- _List of tasks_
1: Answer these questions from the article on food sustainability transparency:
(a) Since what year has product information been available at Questionmark?
(b) What are the two options a company now has for showing its sustainability efforts?
(c) Which product groups does the article give as ones where almost all products now carry a seal of approval?
2: Extend the article on food sustainability transparency, picking up right after its final sentence.

-- start Article --

Transparent on sustainability

Confidence in the food industry has fallen in recent years. A growing number of consumers have questions about the story behind the products they’re buying. How much does a farmer make from a bottle of milk? What impact do food miles have on the environment? Since 2014 you can find product information at Questionmark and now we are working hard to further improve the information with which consumers can compare their favourite products. With the 'Transparent on Sustainability' initiative, Questionmark is working on restoring trust by giving companies with or without a certification the chance to show what they do to sustainability.

Sustainability is increasingly important ... but it's not visible

More and more farmers and food companies opt for more sustainable production methods. But how can they also show their efforts to the people who buy their products? There are now roughly two options: a company can claim its 'sustainability' itself, or join an existing certification.

Consumers may in fact doubt a company’s claims of its own sustainability; and it’s precisely those consumers who consider sustainability so important that they only trust the opinion of an independent third party. The system of quality marks offers a solution, but there are so many logos that people do not always know what these mean and that makes products difficult to compare. And companies that want to do more than the certification demands are not rewarded for this. In some product groups such as chocolate, eggs or fish, almost all products now have a seal of approval. This is good news in itself, because the lower limit on sustainability requirements has gone up for the entire category. But consumers can not see which companies do more.

-- end Article --
-- start Supplied material --

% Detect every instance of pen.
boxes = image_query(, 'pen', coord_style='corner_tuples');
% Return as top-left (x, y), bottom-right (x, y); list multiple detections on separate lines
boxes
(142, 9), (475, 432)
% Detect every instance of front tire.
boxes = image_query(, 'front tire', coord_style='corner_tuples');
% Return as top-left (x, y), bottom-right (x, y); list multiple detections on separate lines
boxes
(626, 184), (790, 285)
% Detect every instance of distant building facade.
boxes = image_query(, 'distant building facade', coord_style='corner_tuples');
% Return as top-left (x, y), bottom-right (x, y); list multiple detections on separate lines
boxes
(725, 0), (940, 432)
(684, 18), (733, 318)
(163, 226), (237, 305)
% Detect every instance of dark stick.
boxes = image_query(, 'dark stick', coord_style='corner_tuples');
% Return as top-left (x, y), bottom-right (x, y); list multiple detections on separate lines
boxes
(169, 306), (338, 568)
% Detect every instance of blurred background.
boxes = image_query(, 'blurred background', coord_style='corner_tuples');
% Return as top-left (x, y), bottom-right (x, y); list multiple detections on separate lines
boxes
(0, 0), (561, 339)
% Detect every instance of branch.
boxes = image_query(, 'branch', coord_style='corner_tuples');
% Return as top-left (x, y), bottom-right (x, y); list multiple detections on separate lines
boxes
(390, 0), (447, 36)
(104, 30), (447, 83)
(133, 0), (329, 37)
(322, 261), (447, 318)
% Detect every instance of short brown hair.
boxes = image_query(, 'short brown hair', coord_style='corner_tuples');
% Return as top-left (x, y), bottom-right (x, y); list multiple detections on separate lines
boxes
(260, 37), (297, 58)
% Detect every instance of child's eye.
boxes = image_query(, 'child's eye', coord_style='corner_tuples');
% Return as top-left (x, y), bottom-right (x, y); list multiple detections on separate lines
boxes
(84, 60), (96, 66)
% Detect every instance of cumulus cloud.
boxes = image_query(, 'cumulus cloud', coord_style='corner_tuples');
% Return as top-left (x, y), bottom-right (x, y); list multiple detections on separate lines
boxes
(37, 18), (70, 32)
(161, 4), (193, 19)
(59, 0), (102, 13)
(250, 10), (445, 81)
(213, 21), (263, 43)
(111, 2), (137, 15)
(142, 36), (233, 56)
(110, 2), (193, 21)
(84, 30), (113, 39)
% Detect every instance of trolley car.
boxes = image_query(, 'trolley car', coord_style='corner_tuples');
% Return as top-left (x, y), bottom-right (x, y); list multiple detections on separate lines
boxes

-- end Supplied material --

- _Answers to the tasks_
1:
(a) Since 2014.
(b) It can claim its "sustainability" itself, or it can join an existing certification.
(c) Chocolate, eggs, and fish.

2:
What does Questionmark work on?

With the 'Transparent on Sustainability' initiative, Questionmark is building a new way to explain and make information about sustainability and health available for consumers. The essence of this idea is that brands per product category are compared with each other on a limited number of standardized and scientifically selected topics, which go deeper into our main themes of the environment, animal welfare and human rights.

Companies can provide their own answers to the internationally recognized questionnaires. If a brand does not want to provide information, Questionmark will fill in the information on the basis of public information sources. This means that all brands are always compared.

What will we improve in the research methodology?

Scientifically proven

Questionmark uses the questionnaires from The Sustainability Consortium (TSC), an international alliance of universities. TSC, represented in Europe by Wageningen University, has determined the most important risk areas for sustainability for each product group. For coffee, for example, the risk of child labor is an important issue, while in avocados, limiting water use is very urgent. Each product has its own risks. The topics per chain are determined by the Universities of Wageningen, Arkansas and Arizona. The development is co-financed by the Ministry of Agriculture, Nature and Food Quality. View a sample questionnaire for coffee here.


Questionmark assesses the products of all brands within a product group on exactly the same topics. In this way, the policy of companies is mutually comparable and 'sustainability' is finally a measurable fact.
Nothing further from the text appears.